--- Page text ---
Publican Jay Bourke seeks €12.5m debt write-off in court bid

Well-known restaurateur wants High Court to approve personal insolvency arrangement

Dublin publican and restaurateur Jay Bourke is seeking High Court approval for a financial arrangement to write off the bulk of his debts totalling €13.7 million.

The 55-year-old has asked the court to sign off on a personal insolvency arrangement - a financial rescue for heavily indebted borrowers - that would see him retain his home in Rathmines and escape about €12.5 million in debt that would be written off.

Mr Justice Mark Sanfey agreed to take the case into the High Court after Circuit Court Judge Verona Lambe transferred it to the higher court because of the sums of money involved.

Mr Bourke sought help from a personal insolvency practitioner John O'Callaghan of KPMG after the Revenue Commissioners petitioned for his bankruptcy over debts of more than €500,000.


He has turned to the courts to challenge an investment fund which opposes the arrangement.

The fund holds most of his debt - some €12 million - stemming from his involvement in Bellinter House, the hotel he co-owned in Co Meath with the late music promoter John Reynolds.

A well-known figure in Dublin's nightlife scene, Mr Bourke has operated popular bars and restaurants in the city including The Globe and Rí Rá, The Front Lounge, Eden Restaurant, the Cafe Bar Deli chain and the Pantibar. He also ran venues in Cork, Sligo and London.

Earlier this year, his Berlin D2 bar lost its operating licences after video footage circulated online showing customers and staff in the restaurant flouting Covid-19 guidelines in August 2020.
--- Dataset entries ---
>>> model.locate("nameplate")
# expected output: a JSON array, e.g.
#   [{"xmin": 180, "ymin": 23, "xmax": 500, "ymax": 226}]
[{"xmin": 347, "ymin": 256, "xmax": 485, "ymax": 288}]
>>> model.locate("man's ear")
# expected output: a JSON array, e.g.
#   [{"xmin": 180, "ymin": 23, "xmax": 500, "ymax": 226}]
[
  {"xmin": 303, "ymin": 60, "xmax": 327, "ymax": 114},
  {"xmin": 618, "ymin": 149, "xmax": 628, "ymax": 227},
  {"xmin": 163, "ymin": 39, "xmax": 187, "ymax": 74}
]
---
--- Dataset entries ---
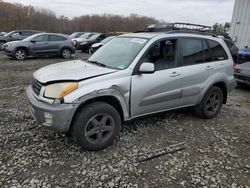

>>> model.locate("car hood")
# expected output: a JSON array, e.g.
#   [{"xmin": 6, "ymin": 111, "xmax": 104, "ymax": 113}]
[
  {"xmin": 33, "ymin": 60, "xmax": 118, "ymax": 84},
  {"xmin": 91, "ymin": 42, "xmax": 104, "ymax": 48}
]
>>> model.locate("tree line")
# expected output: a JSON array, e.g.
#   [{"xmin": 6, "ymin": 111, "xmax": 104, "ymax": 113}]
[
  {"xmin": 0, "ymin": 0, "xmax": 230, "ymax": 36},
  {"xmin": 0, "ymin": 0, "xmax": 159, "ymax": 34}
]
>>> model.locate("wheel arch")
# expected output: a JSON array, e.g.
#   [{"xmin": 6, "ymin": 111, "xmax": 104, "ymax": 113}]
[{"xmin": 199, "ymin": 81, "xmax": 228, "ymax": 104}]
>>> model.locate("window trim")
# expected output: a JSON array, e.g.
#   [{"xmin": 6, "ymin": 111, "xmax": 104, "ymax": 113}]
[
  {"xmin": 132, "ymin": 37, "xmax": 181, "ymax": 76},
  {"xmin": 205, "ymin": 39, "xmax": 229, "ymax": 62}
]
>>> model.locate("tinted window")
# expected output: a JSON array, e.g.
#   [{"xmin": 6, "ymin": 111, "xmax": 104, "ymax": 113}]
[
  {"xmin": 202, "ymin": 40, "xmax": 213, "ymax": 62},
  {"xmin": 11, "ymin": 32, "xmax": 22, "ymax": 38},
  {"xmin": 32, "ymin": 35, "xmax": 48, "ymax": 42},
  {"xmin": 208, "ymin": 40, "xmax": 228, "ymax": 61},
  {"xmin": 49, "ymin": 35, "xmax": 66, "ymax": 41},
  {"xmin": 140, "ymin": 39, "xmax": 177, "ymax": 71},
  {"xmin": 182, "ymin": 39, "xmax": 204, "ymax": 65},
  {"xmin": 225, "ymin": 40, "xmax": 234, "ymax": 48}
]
---
• Work task: In the Jay Bourke article, how much of his debt does the investment fund opposing the arrangement hold?

• Written answer: Some €12 million